Identify every line in the rows below that contains the word "thatched", matching case exactly, and copy each of those lines.

§ Data listing
++++++++

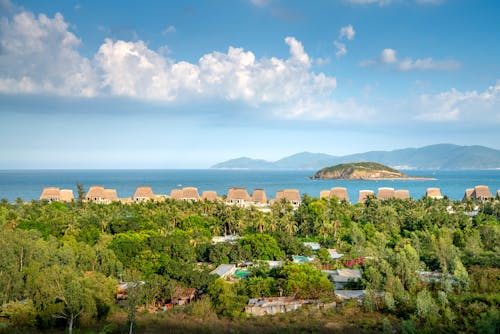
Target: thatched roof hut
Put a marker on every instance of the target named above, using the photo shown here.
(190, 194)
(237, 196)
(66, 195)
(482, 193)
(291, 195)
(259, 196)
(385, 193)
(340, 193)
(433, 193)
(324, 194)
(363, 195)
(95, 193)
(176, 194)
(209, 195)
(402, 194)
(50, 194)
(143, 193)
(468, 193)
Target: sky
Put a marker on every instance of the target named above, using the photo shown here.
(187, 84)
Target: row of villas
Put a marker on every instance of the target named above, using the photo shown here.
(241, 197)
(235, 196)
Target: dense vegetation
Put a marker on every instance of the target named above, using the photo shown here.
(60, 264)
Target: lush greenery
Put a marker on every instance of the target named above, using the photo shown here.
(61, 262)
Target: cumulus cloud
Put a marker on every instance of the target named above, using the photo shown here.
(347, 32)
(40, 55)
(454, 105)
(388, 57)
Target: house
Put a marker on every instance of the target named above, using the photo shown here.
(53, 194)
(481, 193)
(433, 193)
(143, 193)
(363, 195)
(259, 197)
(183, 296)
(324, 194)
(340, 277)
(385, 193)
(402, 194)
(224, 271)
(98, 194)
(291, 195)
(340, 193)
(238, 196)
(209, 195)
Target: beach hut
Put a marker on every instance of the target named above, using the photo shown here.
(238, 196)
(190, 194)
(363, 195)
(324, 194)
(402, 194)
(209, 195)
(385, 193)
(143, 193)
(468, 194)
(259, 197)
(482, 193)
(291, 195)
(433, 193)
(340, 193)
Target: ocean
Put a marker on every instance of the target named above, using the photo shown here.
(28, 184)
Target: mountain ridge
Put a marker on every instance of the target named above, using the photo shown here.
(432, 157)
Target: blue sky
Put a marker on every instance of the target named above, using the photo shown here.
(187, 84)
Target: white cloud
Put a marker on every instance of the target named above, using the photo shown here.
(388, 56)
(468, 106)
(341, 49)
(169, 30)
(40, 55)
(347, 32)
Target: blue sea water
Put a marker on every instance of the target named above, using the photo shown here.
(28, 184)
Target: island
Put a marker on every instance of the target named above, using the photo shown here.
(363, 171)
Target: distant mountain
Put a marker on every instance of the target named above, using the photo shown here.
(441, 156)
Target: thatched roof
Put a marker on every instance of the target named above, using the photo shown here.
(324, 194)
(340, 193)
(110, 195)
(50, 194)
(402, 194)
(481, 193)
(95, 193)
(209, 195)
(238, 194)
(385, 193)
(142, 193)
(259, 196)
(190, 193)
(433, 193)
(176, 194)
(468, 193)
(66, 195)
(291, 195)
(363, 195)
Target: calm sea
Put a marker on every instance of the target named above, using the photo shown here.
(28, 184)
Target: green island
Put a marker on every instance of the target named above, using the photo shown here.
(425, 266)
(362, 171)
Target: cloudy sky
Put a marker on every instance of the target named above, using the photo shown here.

++++++++

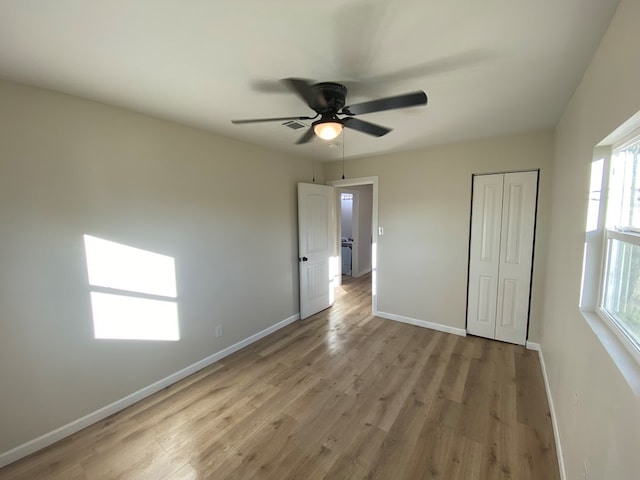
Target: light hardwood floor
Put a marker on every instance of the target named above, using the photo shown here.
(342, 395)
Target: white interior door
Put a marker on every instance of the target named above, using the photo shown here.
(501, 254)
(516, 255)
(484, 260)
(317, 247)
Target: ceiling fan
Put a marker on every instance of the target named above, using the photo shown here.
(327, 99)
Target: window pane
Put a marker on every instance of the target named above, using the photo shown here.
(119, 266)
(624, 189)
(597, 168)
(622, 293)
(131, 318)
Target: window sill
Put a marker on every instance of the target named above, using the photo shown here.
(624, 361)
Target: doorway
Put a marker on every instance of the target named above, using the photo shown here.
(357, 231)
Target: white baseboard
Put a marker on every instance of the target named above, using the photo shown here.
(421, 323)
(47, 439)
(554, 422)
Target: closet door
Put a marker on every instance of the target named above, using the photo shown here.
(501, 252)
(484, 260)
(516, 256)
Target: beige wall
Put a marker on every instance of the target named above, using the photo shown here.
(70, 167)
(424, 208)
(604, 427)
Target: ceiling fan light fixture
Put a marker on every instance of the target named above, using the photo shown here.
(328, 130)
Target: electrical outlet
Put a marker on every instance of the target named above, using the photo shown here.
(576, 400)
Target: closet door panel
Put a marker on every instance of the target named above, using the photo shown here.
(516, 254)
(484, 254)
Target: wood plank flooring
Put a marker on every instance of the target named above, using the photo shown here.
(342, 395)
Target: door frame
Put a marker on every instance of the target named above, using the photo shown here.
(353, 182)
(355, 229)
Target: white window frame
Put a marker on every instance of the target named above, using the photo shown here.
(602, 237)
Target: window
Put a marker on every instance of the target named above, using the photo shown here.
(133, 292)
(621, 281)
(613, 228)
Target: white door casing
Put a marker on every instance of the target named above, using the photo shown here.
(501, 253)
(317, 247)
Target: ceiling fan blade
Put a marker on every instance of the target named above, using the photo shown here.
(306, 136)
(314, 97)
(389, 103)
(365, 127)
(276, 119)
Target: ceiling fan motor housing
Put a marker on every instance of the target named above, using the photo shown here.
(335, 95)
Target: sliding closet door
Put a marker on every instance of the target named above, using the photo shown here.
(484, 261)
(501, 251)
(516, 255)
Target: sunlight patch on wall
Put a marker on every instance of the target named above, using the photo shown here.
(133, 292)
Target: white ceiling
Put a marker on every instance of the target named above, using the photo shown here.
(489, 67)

++++++++

§ Response to this task
Target: thatched roof hut
Target: thatched roof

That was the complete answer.